Directive =>
Write out every row below in full, but scale each coordinate in the answers by 2.45 and round it to a whole number, with halves rounding up.

Record extracts =>
━━━━━━
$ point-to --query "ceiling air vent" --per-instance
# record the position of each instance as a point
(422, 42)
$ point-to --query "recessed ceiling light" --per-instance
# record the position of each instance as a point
━━━━━━
Solution to this problem =>
$ point-to --query "ceiling air vent" --per-instance
# record the position of each instance as a point
(1034, 103)
$ point-to --query "recessed ceiling light" --per-instance
# record the position of each instance as a point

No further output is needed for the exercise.